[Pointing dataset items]
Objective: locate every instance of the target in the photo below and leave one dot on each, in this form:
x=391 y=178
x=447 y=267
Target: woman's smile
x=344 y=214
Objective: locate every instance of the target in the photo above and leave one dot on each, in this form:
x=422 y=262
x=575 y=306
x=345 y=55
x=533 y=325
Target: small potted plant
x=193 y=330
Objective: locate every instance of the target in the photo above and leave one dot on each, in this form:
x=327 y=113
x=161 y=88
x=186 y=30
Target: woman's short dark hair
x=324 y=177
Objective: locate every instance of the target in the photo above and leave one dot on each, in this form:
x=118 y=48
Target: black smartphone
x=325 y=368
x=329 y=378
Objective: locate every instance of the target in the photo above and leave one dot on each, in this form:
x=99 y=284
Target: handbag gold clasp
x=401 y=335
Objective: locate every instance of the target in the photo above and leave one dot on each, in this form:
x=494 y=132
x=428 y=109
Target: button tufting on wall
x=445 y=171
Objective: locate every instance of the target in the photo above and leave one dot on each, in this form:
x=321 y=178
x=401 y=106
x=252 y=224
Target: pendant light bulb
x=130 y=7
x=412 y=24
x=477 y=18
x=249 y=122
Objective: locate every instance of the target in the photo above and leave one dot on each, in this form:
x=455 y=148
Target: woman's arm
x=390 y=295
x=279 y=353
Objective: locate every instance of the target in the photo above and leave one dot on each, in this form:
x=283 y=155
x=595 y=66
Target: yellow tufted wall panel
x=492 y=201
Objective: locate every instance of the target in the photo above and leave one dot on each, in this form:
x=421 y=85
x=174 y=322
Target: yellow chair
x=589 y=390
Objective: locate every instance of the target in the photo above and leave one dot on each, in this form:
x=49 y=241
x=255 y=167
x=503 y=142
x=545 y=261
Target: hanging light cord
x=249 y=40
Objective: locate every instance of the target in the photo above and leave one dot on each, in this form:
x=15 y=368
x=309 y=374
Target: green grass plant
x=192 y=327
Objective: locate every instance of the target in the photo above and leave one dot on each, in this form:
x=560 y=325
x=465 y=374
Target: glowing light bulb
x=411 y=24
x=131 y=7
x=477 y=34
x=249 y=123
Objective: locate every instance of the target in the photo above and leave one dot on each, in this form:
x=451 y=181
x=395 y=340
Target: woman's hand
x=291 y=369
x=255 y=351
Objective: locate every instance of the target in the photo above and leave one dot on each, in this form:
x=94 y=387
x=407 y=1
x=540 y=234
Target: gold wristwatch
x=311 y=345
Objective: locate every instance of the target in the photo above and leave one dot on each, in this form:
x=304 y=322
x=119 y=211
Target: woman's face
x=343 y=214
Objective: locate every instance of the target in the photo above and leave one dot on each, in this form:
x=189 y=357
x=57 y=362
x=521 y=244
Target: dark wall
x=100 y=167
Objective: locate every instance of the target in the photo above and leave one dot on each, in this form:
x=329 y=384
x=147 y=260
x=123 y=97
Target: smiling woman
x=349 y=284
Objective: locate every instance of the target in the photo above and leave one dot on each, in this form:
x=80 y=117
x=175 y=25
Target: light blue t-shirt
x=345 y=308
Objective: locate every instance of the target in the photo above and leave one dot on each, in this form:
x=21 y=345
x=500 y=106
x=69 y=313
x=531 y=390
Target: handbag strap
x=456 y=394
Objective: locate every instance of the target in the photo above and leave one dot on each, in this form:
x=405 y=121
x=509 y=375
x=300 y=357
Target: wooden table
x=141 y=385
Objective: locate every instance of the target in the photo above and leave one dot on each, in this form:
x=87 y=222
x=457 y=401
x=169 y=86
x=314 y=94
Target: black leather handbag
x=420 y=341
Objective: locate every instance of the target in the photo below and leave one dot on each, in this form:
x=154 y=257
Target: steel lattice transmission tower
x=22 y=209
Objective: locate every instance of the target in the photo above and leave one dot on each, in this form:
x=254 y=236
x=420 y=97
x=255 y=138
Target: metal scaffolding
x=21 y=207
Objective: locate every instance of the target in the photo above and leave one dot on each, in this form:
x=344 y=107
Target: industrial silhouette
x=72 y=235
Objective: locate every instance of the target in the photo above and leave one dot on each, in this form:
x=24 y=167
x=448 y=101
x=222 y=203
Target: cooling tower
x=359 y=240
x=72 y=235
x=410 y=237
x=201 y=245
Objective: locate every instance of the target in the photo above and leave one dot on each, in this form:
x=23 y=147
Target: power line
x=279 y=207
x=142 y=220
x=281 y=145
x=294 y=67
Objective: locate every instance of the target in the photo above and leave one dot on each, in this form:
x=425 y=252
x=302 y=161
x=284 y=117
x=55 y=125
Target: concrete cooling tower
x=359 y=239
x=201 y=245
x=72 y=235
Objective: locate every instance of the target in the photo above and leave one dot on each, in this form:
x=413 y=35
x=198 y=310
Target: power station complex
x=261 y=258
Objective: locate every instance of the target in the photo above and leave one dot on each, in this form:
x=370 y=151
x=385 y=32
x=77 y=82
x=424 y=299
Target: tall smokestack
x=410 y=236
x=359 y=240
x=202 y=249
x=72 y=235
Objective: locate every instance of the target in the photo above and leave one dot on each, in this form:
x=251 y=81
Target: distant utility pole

### AIM OF THE TASK
Return all of the items above word for word, with no changes.

### THE ANSWER
Objective: locate every instance of the target in the photo below and leave one dot on each, in this form:
x=391 y=178
x=447 y=267
Target: woman's smile
x=344 y=214
Objective: locate every instance of the target in the photo above and leave one dot on each, in this form:
x=422 y=262
x=575 y=306
x=345 y=55
x=533 y=325
Target: small potted plant
x=193 y=330
Objective: locate every instance of the target in the photo above and leave one dot on each, in this form:
x=327 y=113
x=161 y=88
x=186 y=30
Target: woman's short dark hair
x=324 y=177
Objective: locate every instance of the target in the photo above and leave one dot on each, in this form:
x=118 y=48
Target: black smartphone
x=325 y=368
x=329 y=378
Objective: locate every instance of the target in the photo above and leave one dot on each, in this form:
x=99 y=284
Target: handbag gold clasp
x=401 y=335
Objective: locate every instance of the target in the photo above and leave one dot on each, in this form:
x=494 y=132
x=428 y=109
Target: button tufting on wall
x=445 y=171
Objective: locate every instance of the target in the photo above and leave one dot on each, in this form:
x=321 y=178
x=401 y=106
x=252 y=224
Target: pendant light bulb
x=130 y=7
x=412 y=24
x=477 y=18
x=249 y=122
Objective: locate every instance of the target in the photo above and leave one dot on each, in this form:
x=455 y=148
Target: woman's arm
x=390 y=295
x=279 y=353
Objective: locate every instance of the target in the photo above and leave one dot on each, in this form:
x=283 y=155
x=595 y=66
Target: yellow tufted wall panel
x=492 y=201
Objective: locate every instance of the target in the photo above and leave one dot on each, in this form:
x=421 y=85
x=174 y=322
Target: yellow chair
x=589 y=390
Objective: locate every instance of the target in the photo above and leave one dot on each, in this form:
x=49 y=241
x=255 y=167
x=503 y=142
x=545 y=261
Target: hanging light cord
x=249 y=40
Objective: locate every instance of the target in the photo above and leave one dot on each, in this form:
x=15 y=368
x=309 y=374
Target: green grass plant
x=192 y=327
Objective: locate every instance of the target in the photo above and leave one dot on each, in this form:
x=560 y=325
x=465 y=374
Target: glowing light bulb
x=411 y=24
x=131 y=7
x=477 y=34
x=249 y=123
Objective: locate every instance of the target in the photo above and leave one dot on each, in this form:
x=451 y=181
x=395 y=340
Target: woman's hand
x=291 y=369
x=255 y=351
Objective: locate every instance of the target in the photo above and leave one dot on each, in this form:
x=94 y=387
x=407 y=1
x=540 y=234
Target: gold wristwatch
x=311 y=345
Objective: locate every instance of the target in the photo above and leave one dot on each, in this form:
x=304 y=322
x=119 y=211
Target: woman's face
x=343 y=214
Objective: locate every instance of the target in the photo above and leave one dot on each, in this form:
x=189 y=357
x=57 y=362
x=521 y=244
Target: dark wall
x=100 y=167
Objective: locate every instance of the target in the photo above and leave one dot on each, in this form:
x=329 y=384
x=147 y=260
x=123 y=97
Target: smiling woman
x=349 y=284
Objective: locate every instance of the target in the photo above and leave one dot on each, in this form:
x=80 y=117
x=175 y=25
Target: light blue t-shirt
x=345 y=308
Objective: locate every instance of the target in the photo above and leave one dot on each, in this form:
x=21 y=345
x=500 y=106
x=69 y=313
x=531 y=390
Target: handbag strap
x=456 y=394
Objective: locate every instance of the target in the photo above and leave one dot on each, in this form:
x=405 y=121
x=509 y=375
x=300 y=357
Target: wooden table
x=141 y=385
Objective: locate every instance of the target in the photo above and leave one dot on each, in this form:
x=87 y=222
x=457 y=401
x=169 y=86
x=314 y=94
Target: black leather handbag
x=420 y=341
Objective: locate every instance of the target in the photo below and leave one dot on each, in this form:
x=154 y=257
Target: steel lattice transmission tower
x=22 y=209
Objective: locate every instance of the target in the photo above and leave one dot on each, in this form:
x=254 y=236
x=420 y=97
x=255 y=138
Target: metal scaffolding
x=21 y=207
Objective: locate every instance of the target in the photo above and leave one dot on each, in this form:
x=344 y=107
Target: industrial silhouette
x=72 y=235
Objective: locate every instance of the target in the photo above and leave one dot on each, in this form:
x=24 y=167
x=448 y=101
x=222 y=203
Target: cooling tower
x=359 y=240
x=72 y=235
x=410 y=237
x=201 y=245
Objective: locate every instance of the target in the photo above and leave one dot on each, in this form:
x=23 y=147
Target: power line
x=279 y=207
x=142 y=220
x=281 y=145
x=294 y=67
Objective: locate every instance of the target in the photo above and leave one dot on each, in this form:
x=425 y=252
x=302 y=161
x=284 y=117
x=55 y=125
Target: concrete cooling tower
x=359 y=239
x=201 y=245
x=72 y=235
Objective: locate every instance of the target in the photo above and leave one dot on each, in this form:
x=413 y=35
x=198 y=310
Target: power station complex
x=261 y=258
Objective: locate every instance of the target in the photo above and leave one dot on each, in this form:
x=370 y=151
x=385 y=32
x=77 y=82
x=424 y=299
Target: tall smokestack
x=410 y=236
x=359 y=240
x=202 y=249
x=72 y=235
Objective: locate every instance of the target in the photo above and leave one dot on each, in this form:
x=251 y=81
Target: distant utility pole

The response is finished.